Jobs.
**A)** From the article on the Cuban videoconference, print the passage starting at "Many exiles say" and ending at "island is undergoing.".
**B)** According to the article on the Cuban videoconference, what did Cuban officials promise the exiles?

** Start of Text passage **

Videoconference with Vice Foreign Minister Dagoberto Rodriguez (inset) |
By Associated Press, The Washington Post, April 26, 2012
HAVANA — Cuban officials reached out to U.S. exiles on Saturday with a
videoconference between Havana and Washington, promising a highly anticipated
migratory reform, but cautioning that its scope might not satisfy everyone.
More than 100
Cuban-Americans and top Foreign Ministry officials discussed President Raul
Castro’s ongoing economic changes in the encounter, hosted by hosted by Vice Foreign Minister Dagoberto Rodriguez.
“There has been great advance in this process of normalizing
relations” with the Cuban diaspora, Rodriguez said.
Amid the economic reforms and liberalized travel rules instituted by
President Barack Obama, Cuba has increasingly sought to dialogue with segments
of its large exile community, with several high-profile encounters recently.
Many exiles say they want nothing to do with government leaders in
their homeland until Raul and Fidel Castro are out of power, but others are
looking to play a role in the changes the island is undergoing.

** End of Text passage **
** Start of Data records **

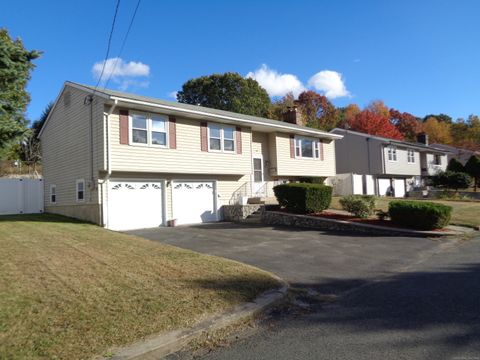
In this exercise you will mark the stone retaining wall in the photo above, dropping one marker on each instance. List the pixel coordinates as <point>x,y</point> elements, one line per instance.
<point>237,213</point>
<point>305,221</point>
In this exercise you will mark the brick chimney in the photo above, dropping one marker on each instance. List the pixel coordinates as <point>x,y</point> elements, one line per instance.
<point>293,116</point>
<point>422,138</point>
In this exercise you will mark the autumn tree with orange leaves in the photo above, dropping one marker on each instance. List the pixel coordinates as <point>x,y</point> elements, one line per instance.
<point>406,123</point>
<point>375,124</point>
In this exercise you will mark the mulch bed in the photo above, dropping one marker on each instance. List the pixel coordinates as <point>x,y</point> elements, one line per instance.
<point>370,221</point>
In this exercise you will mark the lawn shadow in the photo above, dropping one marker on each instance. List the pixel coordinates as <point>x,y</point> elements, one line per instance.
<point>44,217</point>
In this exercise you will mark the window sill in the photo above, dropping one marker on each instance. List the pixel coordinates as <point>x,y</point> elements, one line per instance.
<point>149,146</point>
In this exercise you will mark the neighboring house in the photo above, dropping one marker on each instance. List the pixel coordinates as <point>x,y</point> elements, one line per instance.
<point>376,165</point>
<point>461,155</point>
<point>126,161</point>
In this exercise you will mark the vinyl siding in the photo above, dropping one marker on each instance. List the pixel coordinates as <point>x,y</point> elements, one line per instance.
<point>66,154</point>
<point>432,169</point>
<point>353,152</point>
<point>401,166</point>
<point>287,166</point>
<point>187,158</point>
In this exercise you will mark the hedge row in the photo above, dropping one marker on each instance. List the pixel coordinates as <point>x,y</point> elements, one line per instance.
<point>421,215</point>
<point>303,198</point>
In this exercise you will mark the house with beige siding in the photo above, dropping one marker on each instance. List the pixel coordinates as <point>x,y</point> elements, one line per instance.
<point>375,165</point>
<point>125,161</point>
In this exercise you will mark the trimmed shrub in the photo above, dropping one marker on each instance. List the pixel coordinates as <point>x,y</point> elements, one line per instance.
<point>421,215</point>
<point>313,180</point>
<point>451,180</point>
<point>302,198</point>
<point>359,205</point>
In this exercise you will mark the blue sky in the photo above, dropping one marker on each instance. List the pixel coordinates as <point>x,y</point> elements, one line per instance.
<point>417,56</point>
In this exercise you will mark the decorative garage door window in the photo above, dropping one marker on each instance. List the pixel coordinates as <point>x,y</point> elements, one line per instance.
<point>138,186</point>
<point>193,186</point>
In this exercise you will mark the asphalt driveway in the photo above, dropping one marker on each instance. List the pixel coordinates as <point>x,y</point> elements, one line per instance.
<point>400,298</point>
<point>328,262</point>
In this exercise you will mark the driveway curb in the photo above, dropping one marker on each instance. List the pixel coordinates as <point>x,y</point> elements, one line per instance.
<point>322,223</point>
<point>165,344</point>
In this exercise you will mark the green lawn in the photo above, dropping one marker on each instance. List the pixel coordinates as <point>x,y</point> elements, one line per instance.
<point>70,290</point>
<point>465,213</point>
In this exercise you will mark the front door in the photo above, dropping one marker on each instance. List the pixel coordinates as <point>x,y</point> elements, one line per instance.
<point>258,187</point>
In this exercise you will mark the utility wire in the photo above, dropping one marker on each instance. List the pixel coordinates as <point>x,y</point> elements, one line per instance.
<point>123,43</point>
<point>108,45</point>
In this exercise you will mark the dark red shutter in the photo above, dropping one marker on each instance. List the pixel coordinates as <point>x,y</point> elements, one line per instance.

** End of Data records **

Solved problems.
**A)**
Many exiles say they want nothing to do with government leaders in
their homeland until Raul and Fidel Castro are out of power, but others are
looking to play a role in the changes the island is undergoing.

**B)** A highly anticipated migratory reform.